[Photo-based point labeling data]
========================================

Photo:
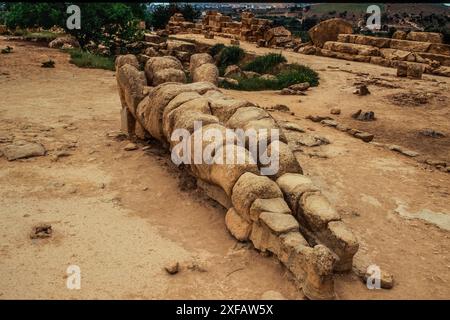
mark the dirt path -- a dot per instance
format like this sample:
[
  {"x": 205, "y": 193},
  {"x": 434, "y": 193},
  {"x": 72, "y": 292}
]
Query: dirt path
[{"x": 121, "y": 215}]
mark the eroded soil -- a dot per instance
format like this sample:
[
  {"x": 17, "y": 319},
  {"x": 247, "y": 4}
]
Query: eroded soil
[{"x": 121, "y": 216}]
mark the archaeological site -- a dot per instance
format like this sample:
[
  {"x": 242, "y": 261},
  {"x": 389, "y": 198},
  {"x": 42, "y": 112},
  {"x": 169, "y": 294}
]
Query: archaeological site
[{"x": 225, "y": 151}]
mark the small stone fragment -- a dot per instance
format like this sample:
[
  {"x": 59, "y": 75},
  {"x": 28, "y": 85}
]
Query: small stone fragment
[
  {"x": 335, "y": 111},
  {"x": 130, "y": 147},
  {"x": 172, "y": 267},
  {"x": 41, "y": 231}
]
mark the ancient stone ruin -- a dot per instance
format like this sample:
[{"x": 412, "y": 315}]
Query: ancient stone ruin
[
  {"x": 413, "y": 53},
  {"x": 248, "y": 29},
  {"x": 284, "y": 214}
]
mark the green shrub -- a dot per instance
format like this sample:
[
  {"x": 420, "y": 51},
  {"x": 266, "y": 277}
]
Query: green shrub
[
  {"x": 85, "y": 59},
  {"x": 266, "y": 63},
  {"x": 160, "y": 16},
  {"x": 253, "y": 84},
  {"x": 215, "y": 49},
  {"x": 230, "y": 55},
  {"x": 46, "y": 36},
  {"x": 292, "y": 74},
  {"x": 297, "y": 73}
]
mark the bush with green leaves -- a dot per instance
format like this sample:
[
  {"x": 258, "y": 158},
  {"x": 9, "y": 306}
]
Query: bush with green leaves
[
  {"x": 100, "y": 22},
  {"x": 291, "y": 74},
  {"x": 160, "y": 16},
  {"x": 29, "y": 15},
  {"x": 229, "y": 56},
  {"x": 266, "y": 63},
  {"x": 85, "y": 59},
  {"x": 105, "y": 22},
  {"x": 215, "y": 49}
]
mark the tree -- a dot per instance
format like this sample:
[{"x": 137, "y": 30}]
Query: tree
[
  {"x": 25, "y": 15},
  {"x": 162, "y": 13},
  {"x": 105, "y": 23}
]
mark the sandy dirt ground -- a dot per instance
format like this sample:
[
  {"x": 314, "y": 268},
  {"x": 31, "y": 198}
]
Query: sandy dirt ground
[{"x": 121, "y": 216}]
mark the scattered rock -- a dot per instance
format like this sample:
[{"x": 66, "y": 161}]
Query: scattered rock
[
  {"x": 432, "y": 133},
  {"x": 318, "y": 118},
  {"x": 268, "y": 77},
  {"x": 386, "y": 281},
  {"x": 272, "y": 295},
  {"x": 329, "y": 30},
  {"x": 41, "y": 231},
  {"x": 23, "y": 150},
  {"x": 364, "y": 136},
  {"x": 280, "y": 107},
  {"x": 130, "y": 147},
  {"x": 402, "y": 150},
  {"x": 435, "y": 162},
  {"x": 232, "y": 71},
  {"x": 335, "y": 111},
  {"x": 409, "y": 98},
  {"x": 361, "y": 90},
  {"x": 300, "y": 86},
  {"x": 329, "y": 123},
  {"x": 172, "y": 267},
  {"x": 48, "y": 64},
  {"x": 230, "y": 81},
  {"x": 7, "y": 50},
  {"x": 291, "y": 126},
  {"x": 364, "y": 116}
]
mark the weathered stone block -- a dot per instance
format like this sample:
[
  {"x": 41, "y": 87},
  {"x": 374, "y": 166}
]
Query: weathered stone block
[
  {"x": 250, "y": 187},
  {"x": 238, "y": 226},
  {"x": 316, "y": 211},
  {"x": 276, "y": 205},
  {"x": 293, "y": 186}
]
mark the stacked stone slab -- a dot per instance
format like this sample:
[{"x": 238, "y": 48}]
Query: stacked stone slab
[
  {"x": 282, "y": 213},
  {"x": 248, "y": 29},
  {"x": 419, "y": 50},
  {"x": 177, "y": 24}
]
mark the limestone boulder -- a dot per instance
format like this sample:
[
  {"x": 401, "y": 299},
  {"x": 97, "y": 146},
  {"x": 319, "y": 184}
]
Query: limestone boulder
[
  {"x": 287, "y": 163},
  {"x": 277, "y": 205},
  {"x": 411, "y": 46},
  {"x": 350, "y": 48},
  {"x": 207, "y": 72},
  {"x": 276, "y": 32},
  {"x": 238, "y": 226},
  {"x": 315, "y": 211},
  {"x": 151, "y": 52},
  {"x": 131, "y": 59},
  {"x": 250, "y": 187},
  {"x": 168, "y": 116},
  {"x": 177, "y": 45},
  {"x": 233, "y": 71},
  {"x": 199, "y": 59},
  {"x": 224, "y": 107},
  {"x": 22, "y": 150},
  {"x": 231, "y": 162},
  {"x": 58, "y": 43},
  {"x": 432, "y": 37},
  {"x": 399, "y": 35},
  {"x": 329, "y": 30},
  {"x": 395, "y": 54},
  {"x": 373, "y": 41},
  {"x": 168, "y": 75},
  {"x": 438, "y": 48},
  {"x": 150, "y": 114},
  {"x": 293, "y": 186},
  {"x": 131, "y": 83},
  {"x": 156, "y": 64},
  {"x": 279, "y": 223},
  {"x": 243, "y": 115}
]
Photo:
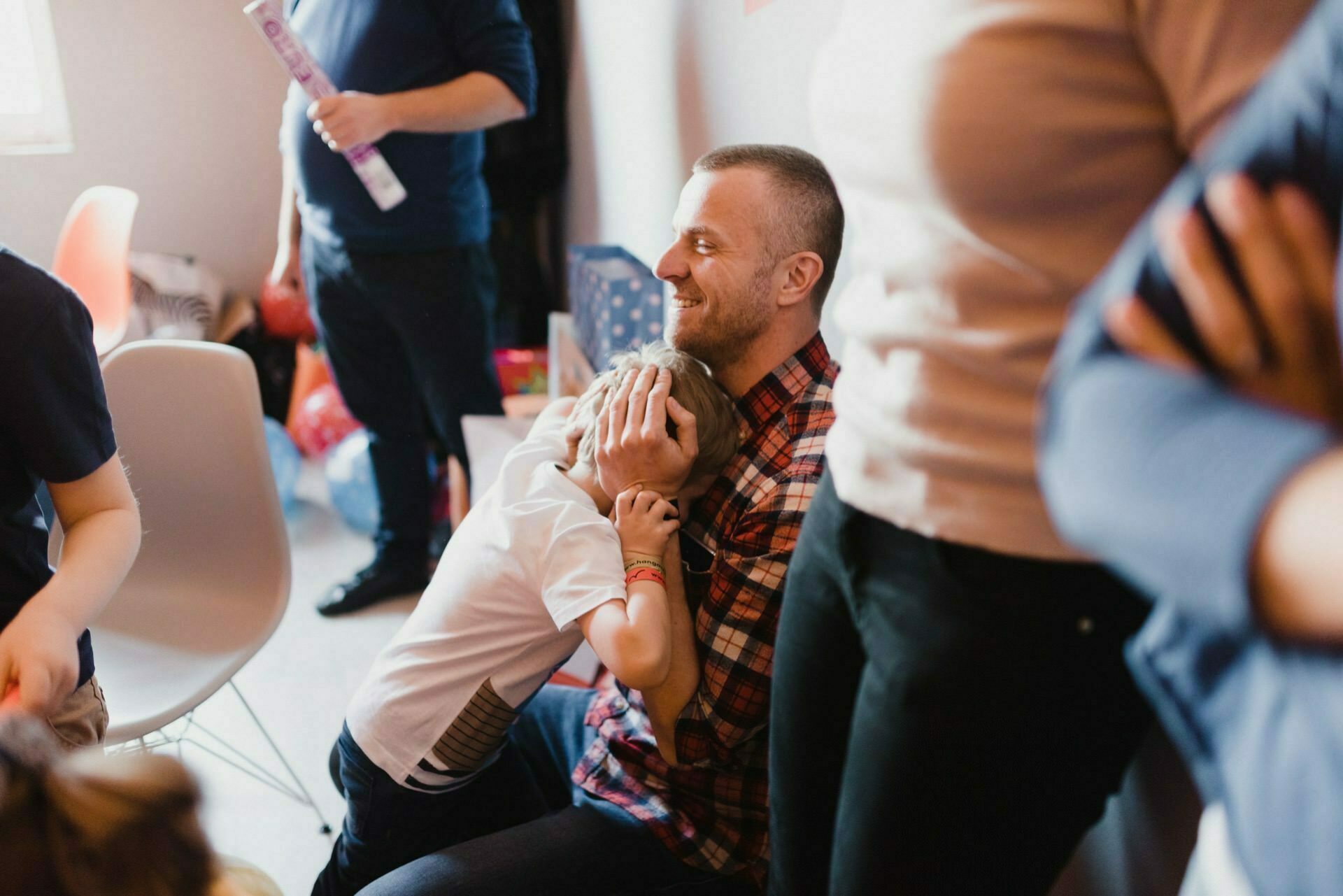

========================================

Which lines of the items above contain the string "with"? Return each of those lines, counting a match only when the case is the same.

**Finished answer**.
mark the bush with green leaves -- a dot per instance
Query: bush with green leaves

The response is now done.